:: Trecho do documento ::
################
Ao contrário do sucesso atingido na confecção dos princípios advindos do Tribunal de Nuremberg, não houve progresso na constituição de uma corte penal internacional, o que se atribuiu, à época, à falta de definição de vários termos por parte de outros órgãos das Nações Unidas, tal qual o termo ‘agressão’. De fato, o que se observa é que a estagnação do projeto deveu-se sim a uma explícita vontade política de que se postergasse o nascimento de um órgão deste vulto, uma vez que o mundo encontrava-se no início da Guerra Fria, extremamente dividido e prestes a entrar em guerra novamente.

O projeto continuaria ainda parado por décadas, sepultando com ele a esperança do desenvolvimento pleno do direito penal internacional. Não só essa, mas várias outras áreas dentro do sistema das Nações Unidas se paralisaram devido ao alistamento da grande maioria de seus membros em um dos dois grandes blocos políticos, antagônicos e rivais.


6. PÓS-GUERRA FRIA: TRIBUNAIS DA IUGOSLÁVIA E DE RUANDA

Certamente, o principal fator responsável pela instalação de tribunais penais internacionais no início dos anos 90 foi o final da Guerra Fria e a conseqüente dissipação natural da animosidade supramencionada. Aliado a tal arrefecimento de ânimos, veio o compromisso russo em obedecer certas determinações do direito internacional, o que contribuiu em muito para que os membros permanentes do Conselho de Segurança (UNSC) pudessem chegar a consenso em várias matérias, dentre elas as que versavam sobre a segurança de várias áreas em estado de convulsão social devido ao fim das forças de convergência que as mantinham unidas, geralmente agrupadas em sociedades multi-culturais sob o influência e temente a uma das duas grandes potências da Guerra Fria.

Nesse diapasão, Cassese afirma que,

durante a era da Guerra Fria, os dois blocos de poder tinham conseguido garantir um padrão módico de ordem internacional, na qual cada uma das superpotências tinha funcionado como força policial garantidora de tal ordem em suas respectivas esferas de influência. O colapso deste modelo de relações internacionais iniciou uma onda de conseqüências negativas, desencadeando a fragmentação da comunidade internacional e uma intensa desordem, a qual, aliada a um crescente nacionalismo e fundamentalismo, resultou numa espiral de conflitos armados internos, repletos de derramamento de sangue e crueldade. A seguinte implosão das anteriores sociedades multi-étnicas levou a flagrantes violações ao direito humanitário internacional, em escala comparável àquelas cometidas durante a Segunda Guerra Mundial (CASSESE, 2005, p. 335, tradução nossa).
################
:: Instruções da tarefa ::
Dê continuidade ao texto sobre os tribunais penais internacionais, começando logo após a citação de Cassese. O material apresentado a seguir é independente do texto sobre os tribunais penais internacionais.

[Trechos de registros de anotação]
################
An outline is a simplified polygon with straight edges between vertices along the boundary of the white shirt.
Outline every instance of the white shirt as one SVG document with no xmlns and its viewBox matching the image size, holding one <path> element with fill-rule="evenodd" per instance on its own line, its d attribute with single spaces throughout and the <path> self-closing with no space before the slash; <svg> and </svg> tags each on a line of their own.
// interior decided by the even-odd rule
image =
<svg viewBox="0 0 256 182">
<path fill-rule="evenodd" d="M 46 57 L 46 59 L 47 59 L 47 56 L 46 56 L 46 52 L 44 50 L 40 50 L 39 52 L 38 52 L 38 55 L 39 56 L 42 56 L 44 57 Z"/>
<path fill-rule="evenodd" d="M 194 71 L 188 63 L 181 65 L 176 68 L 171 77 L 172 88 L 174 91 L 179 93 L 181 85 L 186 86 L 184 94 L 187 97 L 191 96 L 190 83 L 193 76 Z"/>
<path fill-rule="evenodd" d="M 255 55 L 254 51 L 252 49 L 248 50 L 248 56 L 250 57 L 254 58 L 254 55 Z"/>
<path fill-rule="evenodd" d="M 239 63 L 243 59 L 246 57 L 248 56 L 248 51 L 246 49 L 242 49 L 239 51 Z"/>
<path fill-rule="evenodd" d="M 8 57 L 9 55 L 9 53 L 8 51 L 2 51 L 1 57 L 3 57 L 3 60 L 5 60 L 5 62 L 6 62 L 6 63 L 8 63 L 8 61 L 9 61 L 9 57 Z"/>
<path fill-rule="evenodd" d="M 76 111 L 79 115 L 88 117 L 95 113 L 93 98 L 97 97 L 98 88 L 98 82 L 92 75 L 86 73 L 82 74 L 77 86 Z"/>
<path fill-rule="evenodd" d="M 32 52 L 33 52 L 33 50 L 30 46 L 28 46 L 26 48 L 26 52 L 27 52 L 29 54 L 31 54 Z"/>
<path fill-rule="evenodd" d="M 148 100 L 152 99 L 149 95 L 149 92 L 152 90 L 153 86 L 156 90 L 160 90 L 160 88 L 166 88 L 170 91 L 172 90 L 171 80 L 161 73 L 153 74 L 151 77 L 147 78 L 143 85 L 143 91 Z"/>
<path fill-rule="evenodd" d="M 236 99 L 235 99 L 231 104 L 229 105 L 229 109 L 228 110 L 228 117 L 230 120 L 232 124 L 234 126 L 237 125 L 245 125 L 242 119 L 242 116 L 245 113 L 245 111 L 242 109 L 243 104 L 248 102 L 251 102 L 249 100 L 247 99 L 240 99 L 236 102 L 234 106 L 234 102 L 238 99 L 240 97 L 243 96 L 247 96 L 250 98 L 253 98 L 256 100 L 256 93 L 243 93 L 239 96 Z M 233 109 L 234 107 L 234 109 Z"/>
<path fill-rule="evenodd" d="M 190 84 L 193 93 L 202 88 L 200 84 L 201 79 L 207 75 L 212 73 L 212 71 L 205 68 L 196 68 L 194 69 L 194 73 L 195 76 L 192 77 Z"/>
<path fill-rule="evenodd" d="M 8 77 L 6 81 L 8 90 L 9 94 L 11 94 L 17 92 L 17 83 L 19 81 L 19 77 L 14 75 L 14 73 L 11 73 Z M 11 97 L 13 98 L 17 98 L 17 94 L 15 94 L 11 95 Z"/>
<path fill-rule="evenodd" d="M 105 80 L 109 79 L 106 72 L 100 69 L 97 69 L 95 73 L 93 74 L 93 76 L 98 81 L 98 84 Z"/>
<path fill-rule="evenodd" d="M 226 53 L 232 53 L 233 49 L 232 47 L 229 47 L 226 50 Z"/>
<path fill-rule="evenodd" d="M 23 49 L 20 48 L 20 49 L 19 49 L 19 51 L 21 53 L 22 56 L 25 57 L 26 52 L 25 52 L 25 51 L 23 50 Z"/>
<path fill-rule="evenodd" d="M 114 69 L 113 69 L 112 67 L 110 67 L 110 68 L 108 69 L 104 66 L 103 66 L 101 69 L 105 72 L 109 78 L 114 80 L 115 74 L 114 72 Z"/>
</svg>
################
:: Resposta à tarefa ::
A Guerra da Bósnia, no início da década de 90, testemunhou limpeza étnica, genocídio e outros graves crimes. O ‘Tribunal Penal Internacional para a antiga Iugoslávia’ (TPII) foi criado por meio da Resolução 827 do Conselho de Segurança, com o escopo de julgar os responsáveis pelas violações aos direitos humanos internacionais no território da antiga Iugoslávia, desde 1991. O escopo básico da dita corte é fazer justiça àqueles vitimados pelo conflito e impedir que atrocidades semelhantes sejam cometidas novamente. Para muitos estudiosos, é claro o caráter político de tal tribunal, não se constituindo em um instrumento jurídico razoável e justo. O TPII tem sua contraparte africana no ‘Tribunal Penal Internacional de Ruanda’ (TPIR), instaurado para processar os responsáveis pelo genocídio levado a cabo no país, em 1994, no qual mais de 800 mil Tutsis e Hutus moderados tiveram a vida ceifada pelos rebeldes Hutus. O escopo secundário do TPIR é, também, assistir o processo de reconciliação nacional em Ruanda, além de manter da paz na região.

Stojanka Mirceva, em alusão à implementação de tais cortes:

O contexto político no qual quase sempre os crimes internacionais são cometidos exerce uma grande pressão no cumprimento da jurisdição nacional. Inimagináveis atrocidades que ocorreram no território da Iugoslávia e Ruanda, respectivamente, não foram peculiares somente a estes Estados, mas à comunidade internacional como um todo, portanto, justificam o estabelecimento do TPII e do TPIR. Não somente os dois Estados onde os crimes foram cometidos estão relutantes em executar a jurisdição nacional, mas também se recusam a cooperar com os tribunais, a despeito das obrigações a eles impostas pelas resoluções do UNSC (MIRCEVA, 2004, tradução nossa).

Interessante notar que tais cortes, ao contrário de seus predecessores tribunais de Tóquio e de Nuremberg, foram estabelecidos não através de processos multilaterais e internacionais de acordo, mas sim por meio de resolução do UNSC. Nas resoluções que as criam, o Conselho alerta para o fato de que as atrocidades cometidas nas ditas áreas representam ameaça para a paz internacional e a segurança, segundo o capítulo VII da Carta das Nações Unidas.

6.1 Crítica aos tribunais ad hoc do Conselho de Segurança

Para uma forte corrente de estudiosos, mais uma vez a vontade política suplanta o correto andamento da resolução de conflitos quando da criação, por parte do Conselho, de tais tribunais, os quais responderiam apenas às falhas das estruturas prévias das Nações Unidas em evitar e solucionar conflitos internacionais. Corrobora tal entendimento o internacionalista Luigi Condorelli (informação verbal) [04]. O douto professor italiano assegura que logo se percebeu ser muito alto o custo do sistema de manutenção de paz através do controle armado [05]. Assim, o Conselho de Segurança, ao perceber a impossibilidade do combate direto às infrações penais – quer seja por questões de custos, quer seja por querelas operacionais –, se direciona para o estabelecimento de uma jurisdição penal internacional, fruto de um fracasso da possibilidade de pronta ação por parte dele mesmo.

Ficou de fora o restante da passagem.